**What you will do**
The whole listing below must be repeated exactly.
━━━ Data listing ━━━
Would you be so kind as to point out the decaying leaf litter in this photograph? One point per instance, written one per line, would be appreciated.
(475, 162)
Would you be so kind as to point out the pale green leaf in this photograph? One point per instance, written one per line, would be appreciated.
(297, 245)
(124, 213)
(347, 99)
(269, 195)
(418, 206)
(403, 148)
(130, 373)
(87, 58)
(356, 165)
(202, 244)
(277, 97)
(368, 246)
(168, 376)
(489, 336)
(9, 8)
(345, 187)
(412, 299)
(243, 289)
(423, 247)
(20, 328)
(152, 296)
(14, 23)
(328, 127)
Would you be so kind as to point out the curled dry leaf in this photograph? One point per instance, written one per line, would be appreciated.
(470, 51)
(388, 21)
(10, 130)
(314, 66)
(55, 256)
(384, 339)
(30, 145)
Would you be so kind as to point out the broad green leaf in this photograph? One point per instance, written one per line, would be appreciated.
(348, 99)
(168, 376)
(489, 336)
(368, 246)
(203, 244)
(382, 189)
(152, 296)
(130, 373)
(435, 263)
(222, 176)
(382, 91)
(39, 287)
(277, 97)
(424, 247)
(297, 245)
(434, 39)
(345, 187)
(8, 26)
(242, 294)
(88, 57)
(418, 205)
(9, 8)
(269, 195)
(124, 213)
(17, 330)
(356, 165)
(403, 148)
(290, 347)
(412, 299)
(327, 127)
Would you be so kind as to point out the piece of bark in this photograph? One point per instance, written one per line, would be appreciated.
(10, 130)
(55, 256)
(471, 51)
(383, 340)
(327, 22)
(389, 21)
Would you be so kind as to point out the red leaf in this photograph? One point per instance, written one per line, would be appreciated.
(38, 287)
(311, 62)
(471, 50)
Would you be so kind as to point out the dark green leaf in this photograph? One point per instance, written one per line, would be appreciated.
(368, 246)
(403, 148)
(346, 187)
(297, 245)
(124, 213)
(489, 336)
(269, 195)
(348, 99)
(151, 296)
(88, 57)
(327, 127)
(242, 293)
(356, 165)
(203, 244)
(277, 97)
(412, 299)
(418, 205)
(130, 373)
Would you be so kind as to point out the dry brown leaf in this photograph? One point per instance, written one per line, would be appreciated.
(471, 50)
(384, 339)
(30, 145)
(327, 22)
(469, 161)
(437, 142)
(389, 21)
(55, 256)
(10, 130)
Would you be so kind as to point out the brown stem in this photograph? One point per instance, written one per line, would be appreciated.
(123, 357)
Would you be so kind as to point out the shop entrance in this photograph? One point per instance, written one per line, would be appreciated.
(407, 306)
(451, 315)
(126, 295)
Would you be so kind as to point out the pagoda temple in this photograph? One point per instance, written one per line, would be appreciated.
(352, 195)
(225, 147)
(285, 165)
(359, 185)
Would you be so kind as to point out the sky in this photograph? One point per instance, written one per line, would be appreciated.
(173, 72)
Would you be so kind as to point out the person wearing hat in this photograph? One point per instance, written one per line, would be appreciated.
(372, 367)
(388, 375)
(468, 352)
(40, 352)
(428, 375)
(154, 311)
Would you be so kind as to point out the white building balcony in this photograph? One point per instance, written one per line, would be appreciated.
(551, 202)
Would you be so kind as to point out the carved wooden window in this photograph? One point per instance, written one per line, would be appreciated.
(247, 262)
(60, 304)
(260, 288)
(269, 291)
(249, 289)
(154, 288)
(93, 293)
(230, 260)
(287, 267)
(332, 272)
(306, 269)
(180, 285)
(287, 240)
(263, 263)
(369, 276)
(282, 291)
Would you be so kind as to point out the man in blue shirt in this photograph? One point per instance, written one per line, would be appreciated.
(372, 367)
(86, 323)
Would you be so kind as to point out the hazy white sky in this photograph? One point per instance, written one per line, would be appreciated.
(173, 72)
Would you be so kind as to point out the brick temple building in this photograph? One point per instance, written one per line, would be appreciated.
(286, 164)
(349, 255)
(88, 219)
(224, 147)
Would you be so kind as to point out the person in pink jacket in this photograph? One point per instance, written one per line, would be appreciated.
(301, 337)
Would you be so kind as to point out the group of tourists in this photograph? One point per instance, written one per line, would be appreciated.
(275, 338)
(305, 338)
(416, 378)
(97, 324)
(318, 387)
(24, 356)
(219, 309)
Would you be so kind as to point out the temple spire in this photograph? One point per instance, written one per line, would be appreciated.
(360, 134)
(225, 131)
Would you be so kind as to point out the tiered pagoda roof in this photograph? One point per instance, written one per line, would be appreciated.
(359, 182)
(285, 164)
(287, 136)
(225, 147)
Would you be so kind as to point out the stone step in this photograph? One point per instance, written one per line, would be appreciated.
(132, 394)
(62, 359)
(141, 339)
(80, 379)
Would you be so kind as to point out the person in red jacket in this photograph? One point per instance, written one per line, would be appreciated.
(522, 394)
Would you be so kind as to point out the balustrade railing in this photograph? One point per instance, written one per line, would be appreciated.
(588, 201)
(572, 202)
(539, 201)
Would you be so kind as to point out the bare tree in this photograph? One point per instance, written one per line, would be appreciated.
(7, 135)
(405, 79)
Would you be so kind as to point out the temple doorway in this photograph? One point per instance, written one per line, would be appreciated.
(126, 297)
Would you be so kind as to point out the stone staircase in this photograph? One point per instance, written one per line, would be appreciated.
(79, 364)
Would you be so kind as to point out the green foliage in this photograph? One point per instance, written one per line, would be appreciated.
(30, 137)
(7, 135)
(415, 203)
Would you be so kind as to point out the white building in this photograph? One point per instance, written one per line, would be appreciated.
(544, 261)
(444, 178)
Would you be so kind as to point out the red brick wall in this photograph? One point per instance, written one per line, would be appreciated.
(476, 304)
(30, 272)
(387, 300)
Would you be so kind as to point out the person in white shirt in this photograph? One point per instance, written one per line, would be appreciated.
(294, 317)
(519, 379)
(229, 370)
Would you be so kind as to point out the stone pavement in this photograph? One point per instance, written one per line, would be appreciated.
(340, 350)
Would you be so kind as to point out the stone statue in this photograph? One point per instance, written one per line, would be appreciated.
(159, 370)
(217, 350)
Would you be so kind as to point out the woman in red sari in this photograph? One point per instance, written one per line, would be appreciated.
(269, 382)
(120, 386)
━━━
**Response to the exercise**
Would you be so kind as to point out the decaying leaf litter in this photograph? One point per instance, written one per line, would be appreciated.
(475, 162)
Would you be so kind as to point out the pale green leaf in this photograph? One point per instance, written one per line, would be appreciated.
(297, 245)
(124, 213)
(347, 99)
(269, 195)
(418, 206)
(403, 148)
(130, 373)
(87, 58)
(356, 165)
(202, 244)
(277, 97)
(368, 246)
(168, 376)
(489, 336)
(9, 8)
(345, 187)
(412, 299)
(243, 289)
(423, 247)
(20, 328)
(152, 296)
(14, 23)
(328, 127)
Would you be so kind as to point out the curled dry leaf in this photograph? One point per instance, written one per line, would be appreciated.
(470, 51)
(388, 21)
(10, 130)
(314, 66)
(55, 256)
(384, 339)
(30, 145)
Would you be so kind as to point out the broad green leaf in this photograph? One point per instance, written one per line, would be appreciated.
(348, 99)
(168, 376)
(489, 336)
(368, 246)
(203, 244)
(382, 189)
(152, 296)
(130, 373)
(435, 263)
(222, 176)
(382, 91)
(39, 287)
(277, 97)
(424, 247)
(297, 245)
(434, 39)
(345, 187)
(8, 26)
(242, 294)
(88, 57)
(418, 205)
(9, 8)
(269, 195)
(124, 213)
(17, 330)
(356, 165)
(403, 148)
(290, 347)
(412, 299)
(327, 127)
Would you be so kind as to point out the piece of bark in this photograph? One point per instance, written one per line, would be appreciated.
(10, 130)
(55, 256)
(471, 51)
(383, 340)
(327, 22)
(389, 21)
Would you be so kind as to point out the red leaf in this photograph? One point per instance, written one per line, would be appreciated.
(38, 287)
(311, 62)
(471, 50)
Would you be so kind as to point out the dark green leaf in this photograph? One point per instance, written one per line, would be appreciated.
(368, 246)
(403, 148)
(346, 187)
(297, 245)
(124, 213)
(489, 336)
(269, 195)
(348, 99)
(151, 296)
(88, 57)
(327, 127)
(242, 293)
(356, 165)
(203, 244)
(277, 97)
(412, 299)
(418, 205)
(130, 373)
Would you be so kind as to point out the dry brown leaf in this photograph? One point per instance, written one per line, would be appreciated.
(471, 50)
(384, 339)
(30, 145)
(327, 22)
(469, 161)
(437, 142)
(389, 21)
(55, 256)
(10, 130)
Would you be so kind as to point out the brown stem in this photograph? One point per instance, written one per line, would be appreciated.
(123, 357)
Would you be so kind as to point out the shop entrance in this photograph? One point per instance, written one per line, would be appreciated.
(407, 306)
(451, 315)
(126, 295)
Would you be so kind as to point out the pagoda temple in this photograph? One point per instance, written one per line, would be appreciated.
(352, 195)
(225, 147)
(285, 165)
(359, 185)
Would you be so kind as to point out the sky in this photograph? One point per instance, written one per line, would be appreciated.
(173, 72)
Would you be so kind as to point out the person wearing hat in this photograph? One point per instance, written one per line, would be appreciated.
(372, 367)
(388, 375)
(468, 352)
(40, 352)
(428, 375)
(154, 311)
Would you be so kind as to point out the white building balcony in this photograph? One point per instance, written one per line, would be appreciated.
(551, 202)
Would you be so kind as to point out the carved wooden window in this photograph? One point per instance, written one per line, would be appreciated.
(247, 262)
(60, 304)
(260, 288)
(269, 291)
(249, 289)
(154, 288)
(93, 293)
(230, 260)
(287, 267)
(332, 272)
(306, 269)
(180, 285)
(287, 240)
(263, 263)
(369, 276)
(282, 291)
Would you be so kind as to point out the man in blue shirt in this photograph? One point per instance, written one per line, would be appreciated.
(372, 367)
(86, 323)
Would you be so kind as to point out the hazy white sky in this photograph? One point per instance, written one per line, would be appreciated.
(173, 72)
Would you be so kind as to point out the brick temple building in this photograph? One point per instance, written one per line, would be appreciated.
(286, 164)
(349, 255)
(88, 219)
(224, 147)
Would you be so kind as to point out the person in pink jacket in this photograph? One point per instance, written one per line, would be appreciated.
(301, 337)
Would you be so kind as to point out the group of tourists in this photograph? One point per instance, written one per line, would be appreciated.
(275, 338)
(305, 338)
(416, 378)
(97, 324)
(318, 387)
(24, 356)
(219, 309)
Would you be so kind as to point out the temple spire in this photograph? One point per instance, written one per line, would be appreciated.
(360, 134)
(225, 131)
Would you be so kind as to point out the tiered pagoda roof in this photograph? One point per instance, written one per line, would be appreciated.
(359, 182)
(285, 164)
(287, 136)
(225, 147)
Would you be so kind as to point out the stone step in this photograph? One point per instance, written one per line, would be appreciated.
(132, 394)
(62, 359)
(141, 339)
(80, 379)
Would you be so kind as to point out the person in red jacket in this photograph? One point per instance, written one per line, would be appreciated.
(522, 394)
Would you be so kind as to point out the balustrade railing in this photograph? One point per instance, written one per line, would be appreciated.
(588, 201)
(572, 202)
(539, 201)
Would you be so kind as to point out the bare tree in this photograph? One point per instance, written one per line, would be appreciated.
(7, 135)
(405, 79)
Would you be so kind as to point out the temple doorway in this photograph? One point per instance, written one per line, would be appreciated.
(126, 297)
Would you be so kind as to point out the stone staircase in this photograph? One point per instance, written one per line, would be appreciated.
(79, 364)
Would you be so kind as to point out the green foliage in this photograph? One point per instance, written one per line, would be appreciated.
(30, 137)
(7, 135)
(415, 203)
Would you be so kind as to point out the white building in this photograph? One point per instance, written one per line, would be appreciated.
(544, 261)
(444, 178)
Would you be so kind as to point out the red brick wall in this photograph? One point per instance, written one per line, would be appreciated.
(476, 304)
(30, 272)
(387, 300)
Would you be so kind as to point out the person in white shirt in this photograph? One point per instance, written one per line, would be appreciated.
(294, 317)
(519, 379)
(229, 370)
Would you be so kind as to point out the stone pavement in this photograph? One point per instance, written one per line, would be appreciated.
(340, 350)
Would you be so kind as to point out the stone statue in this photograph? One point per instance, written one per line, would be appreciated.
(159, 370)
(217, 350)
Would you be so kind as to point out the woman in red sari in this photograph? One point per instance, written one per line, would be appreciated.
(269, 382)
(120, 386)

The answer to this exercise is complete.